What you will do:
From the entries that follow, extract each line holding the string "hair".

Input data:
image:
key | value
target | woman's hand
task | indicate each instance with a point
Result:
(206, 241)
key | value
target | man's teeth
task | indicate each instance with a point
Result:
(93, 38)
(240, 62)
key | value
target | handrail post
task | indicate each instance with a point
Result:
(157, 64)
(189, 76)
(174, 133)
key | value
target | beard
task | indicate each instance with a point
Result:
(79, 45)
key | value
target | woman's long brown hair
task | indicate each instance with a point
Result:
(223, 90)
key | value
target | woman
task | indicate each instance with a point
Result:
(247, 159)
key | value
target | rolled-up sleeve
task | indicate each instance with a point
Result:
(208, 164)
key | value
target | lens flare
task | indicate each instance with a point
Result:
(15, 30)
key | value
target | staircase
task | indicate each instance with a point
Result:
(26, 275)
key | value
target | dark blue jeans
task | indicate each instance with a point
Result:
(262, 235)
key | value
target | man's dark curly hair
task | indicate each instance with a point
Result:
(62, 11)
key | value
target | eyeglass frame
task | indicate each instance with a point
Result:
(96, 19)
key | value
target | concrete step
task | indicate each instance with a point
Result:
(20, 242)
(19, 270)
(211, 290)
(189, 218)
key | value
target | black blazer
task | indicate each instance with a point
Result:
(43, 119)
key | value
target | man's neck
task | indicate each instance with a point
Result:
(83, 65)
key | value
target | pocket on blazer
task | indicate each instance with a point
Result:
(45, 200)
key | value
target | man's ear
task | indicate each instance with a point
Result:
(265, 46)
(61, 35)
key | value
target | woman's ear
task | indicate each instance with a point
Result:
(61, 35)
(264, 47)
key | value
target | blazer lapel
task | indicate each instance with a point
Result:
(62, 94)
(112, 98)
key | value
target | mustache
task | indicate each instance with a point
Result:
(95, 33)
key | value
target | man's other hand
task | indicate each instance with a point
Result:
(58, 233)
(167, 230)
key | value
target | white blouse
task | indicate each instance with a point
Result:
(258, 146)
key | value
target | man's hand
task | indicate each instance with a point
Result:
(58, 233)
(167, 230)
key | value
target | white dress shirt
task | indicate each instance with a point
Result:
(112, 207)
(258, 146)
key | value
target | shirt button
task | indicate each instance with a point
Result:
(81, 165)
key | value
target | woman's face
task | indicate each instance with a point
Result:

Written answer:
target | woman's long brown hair
target | man's dark curly hair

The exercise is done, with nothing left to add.